begin Selected text
A typical payload for testing for XSS is:

<script>alert(1)</script>

If the webpage does not sanitize the payload, the alert(1) causes the webpage to open a dialog with the contents 1 which is easily noticed by the tester.

Types

Stored XSS

Stored XSS (also known as Persistent XSS) occurs when an attacker makes the server save the payload to a database or file.

For example, Alice could post a new status update on a social media site or set her profile description to Enjoying watching a movie right now <script>alert(1)</script>. If the webpage is vulnerable, the payload will trigger an alert dialog to open whenever Bob or anyone visits the page. The attacker (Alice) could potentially use a payload that sends the victim's session token to their website, allowing the attacker to pwn the victim's account.

This type tends to be more dangerous, because many users visit the webpage with the exploit often, without having to click a link. It requires minimal to no user interaction.

Reflected XSS

Reflected XSS (also known as Non-Persistent XSS) occurs when a webpage parses the user's input and displays a webpage of results without sanitizing the output.

If Alice searched for <script>alert(1)</script> on some search engine and a page of results came up, the title could be something like Search results for "<script>alert(1)</script>". Since the title wasn't sanitized, the payload would be executed. If the payload could be put in the URL like http://searchengine.com/search/?query=<script>alert(1)</script>, then the attacker could simply send the URL to a victim, or make an iframe on their site that loads the page that executes the payload.

Because this type requires the user to either visit the attacker's website or click on a URL, this type isn't as catastrophic as Stored XSS.

Self XSS

Self XSS is technically not a vulnerability, but it could have the same consequences of other types of XSS if properly done. It relies on social engineering to be performed.

For example, if an attacker sent Alice an XSS payload like <script>alert(1)</script> and told him to paste it into a search box and press enter (and he did it), if the webpage is vulnerable, it could execute the javascript, thus having the same consequence of Reflected XSS.

From a technical standpoint, this is not a vulnerability. It usually requires an exceeding amount of user interaction to be performed, so it is of low severity.

Exploitation

If the vulnerable webpage does not santize the user input, <script>alert(1)</script> is sometimes enough.

However, often, vulnerable webpages write the user input inside of an HTML element parameter, like <div id="$input"> (where $input is the user's input). This can be easily exploited still using a payload like "><script>alert(1)</script>. To test, attackers generally use something like '>"><script>alert(1)</script>, because it will close the " or ' so that the payload can be executed.

Another common vulnerability is when it writes into inline JavaScript, like <script>console.log('$input')</script> (where $input is the user's input). This can also easily be exploited using a payload similar to ');</script><script>alert(1)</script>'.
end Selected text
begin Supplied material
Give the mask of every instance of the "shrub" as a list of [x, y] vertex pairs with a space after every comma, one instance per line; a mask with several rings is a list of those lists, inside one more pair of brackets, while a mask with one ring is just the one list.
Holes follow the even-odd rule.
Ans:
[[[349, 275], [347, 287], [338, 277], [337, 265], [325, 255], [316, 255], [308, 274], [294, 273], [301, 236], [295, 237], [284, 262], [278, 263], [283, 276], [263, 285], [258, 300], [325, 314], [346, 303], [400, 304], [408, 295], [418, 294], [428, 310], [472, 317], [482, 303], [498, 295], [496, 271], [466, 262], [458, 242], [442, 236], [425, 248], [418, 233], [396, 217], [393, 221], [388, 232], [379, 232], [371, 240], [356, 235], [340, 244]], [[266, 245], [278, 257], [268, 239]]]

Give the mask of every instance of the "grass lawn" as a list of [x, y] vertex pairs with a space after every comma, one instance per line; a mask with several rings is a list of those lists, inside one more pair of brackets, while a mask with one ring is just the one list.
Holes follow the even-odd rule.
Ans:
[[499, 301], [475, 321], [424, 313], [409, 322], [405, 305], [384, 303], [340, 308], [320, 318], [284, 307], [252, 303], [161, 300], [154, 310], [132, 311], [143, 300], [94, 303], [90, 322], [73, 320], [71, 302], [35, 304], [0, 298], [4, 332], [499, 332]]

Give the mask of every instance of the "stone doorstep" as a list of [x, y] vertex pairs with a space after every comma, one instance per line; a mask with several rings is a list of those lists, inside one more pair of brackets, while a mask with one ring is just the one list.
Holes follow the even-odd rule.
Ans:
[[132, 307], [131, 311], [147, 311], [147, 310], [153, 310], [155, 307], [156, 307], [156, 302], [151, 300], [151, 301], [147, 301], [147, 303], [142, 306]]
end Supplied material
To-do list -
a) Return the part of the XSS text starting at "Self XSS is" and ending at "of low severity.".
b) Answer these from the XSS text:
(i) What other name does the text give for Stored XSS?
(ii) What other name does it give for Reflected XSS?
(iii) What does Self XSS rely on to be performed?
c) Name every type of XSS that has its own heading in the XSS text.
The records aren't needed for any of this.

Worked answers -
a)
Self XSS is technically not a vulnerability, but it could have the same consequences of other types of XSS if properly done. It relies on social engineering to be performed.

For example, if an attacker sent Alice an XSS payload like <script>alert(1)</script> and told him to paste it into a search box and press enter (and he did it), if the webpage is vulnerable, it could execute the javascript, thus having the same consequence of Reflected XSS.

From a technical standpoint, this is not a vulnerability. It usually requires an exceeding amount of user interaction to be performed, so it is of low severity.

b)
(i) Persistent XSS
(ii) Non-Persistent XSS
(iii) Social engineering

c) Stored XSS, Reflected XSS, Self XSS